╔══

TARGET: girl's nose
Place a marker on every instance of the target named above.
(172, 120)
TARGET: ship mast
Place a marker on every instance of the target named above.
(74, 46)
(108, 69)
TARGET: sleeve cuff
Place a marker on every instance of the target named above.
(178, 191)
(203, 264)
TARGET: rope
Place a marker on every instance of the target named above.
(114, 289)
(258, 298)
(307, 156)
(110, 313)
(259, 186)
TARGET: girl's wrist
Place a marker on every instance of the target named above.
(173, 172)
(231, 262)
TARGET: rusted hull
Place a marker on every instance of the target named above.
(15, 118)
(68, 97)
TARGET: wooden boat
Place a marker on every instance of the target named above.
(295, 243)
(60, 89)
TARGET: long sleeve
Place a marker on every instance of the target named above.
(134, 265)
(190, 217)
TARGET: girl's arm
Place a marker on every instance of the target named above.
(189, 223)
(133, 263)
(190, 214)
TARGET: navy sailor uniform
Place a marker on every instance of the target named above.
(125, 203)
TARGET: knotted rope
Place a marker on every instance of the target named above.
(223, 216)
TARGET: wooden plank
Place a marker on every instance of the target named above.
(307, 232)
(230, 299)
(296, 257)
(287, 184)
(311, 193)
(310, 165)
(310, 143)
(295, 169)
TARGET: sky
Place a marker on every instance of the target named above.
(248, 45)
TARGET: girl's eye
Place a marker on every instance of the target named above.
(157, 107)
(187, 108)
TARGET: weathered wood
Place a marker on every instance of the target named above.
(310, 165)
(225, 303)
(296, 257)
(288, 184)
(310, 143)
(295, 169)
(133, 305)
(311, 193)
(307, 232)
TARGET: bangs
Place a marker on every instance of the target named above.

╚══
╔══

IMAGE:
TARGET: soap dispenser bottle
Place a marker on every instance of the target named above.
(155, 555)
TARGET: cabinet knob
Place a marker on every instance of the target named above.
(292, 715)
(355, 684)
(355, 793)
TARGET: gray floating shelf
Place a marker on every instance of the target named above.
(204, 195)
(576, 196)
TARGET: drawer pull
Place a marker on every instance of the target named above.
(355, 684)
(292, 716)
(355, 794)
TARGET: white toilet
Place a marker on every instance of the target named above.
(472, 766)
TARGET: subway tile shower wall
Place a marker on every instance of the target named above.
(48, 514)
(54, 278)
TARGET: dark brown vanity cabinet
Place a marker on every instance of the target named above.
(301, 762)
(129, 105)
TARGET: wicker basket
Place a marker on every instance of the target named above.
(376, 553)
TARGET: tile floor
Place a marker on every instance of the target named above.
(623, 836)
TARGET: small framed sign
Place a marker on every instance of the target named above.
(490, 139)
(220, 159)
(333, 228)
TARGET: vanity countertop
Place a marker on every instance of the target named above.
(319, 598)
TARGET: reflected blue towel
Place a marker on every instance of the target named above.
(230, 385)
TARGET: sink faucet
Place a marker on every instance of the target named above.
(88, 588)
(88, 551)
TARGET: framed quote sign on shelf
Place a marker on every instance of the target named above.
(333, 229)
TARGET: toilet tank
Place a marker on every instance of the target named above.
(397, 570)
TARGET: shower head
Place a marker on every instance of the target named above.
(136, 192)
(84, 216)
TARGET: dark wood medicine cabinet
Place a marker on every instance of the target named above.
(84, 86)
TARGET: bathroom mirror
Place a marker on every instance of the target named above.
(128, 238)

╚══
╔══

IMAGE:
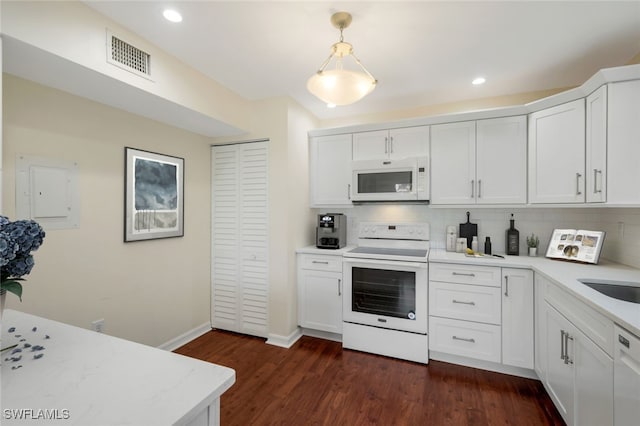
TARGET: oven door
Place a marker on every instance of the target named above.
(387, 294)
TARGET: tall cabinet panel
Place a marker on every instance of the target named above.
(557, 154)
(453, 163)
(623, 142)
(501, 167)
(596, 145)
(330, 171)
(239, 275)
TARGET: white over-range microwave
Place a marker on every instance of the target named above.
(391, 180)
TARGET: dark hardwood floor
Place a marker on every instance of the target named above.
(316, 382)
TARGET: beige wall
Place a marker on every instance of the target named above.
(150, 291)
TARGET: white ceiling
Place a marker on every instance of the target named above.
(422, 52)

╚══

Task prompt
Pick out every line above that contains the string "wall", matching case exactly, and copy each one as it appears.

Correct response
TARGET: subway tile shower wall
TARGET: beige wall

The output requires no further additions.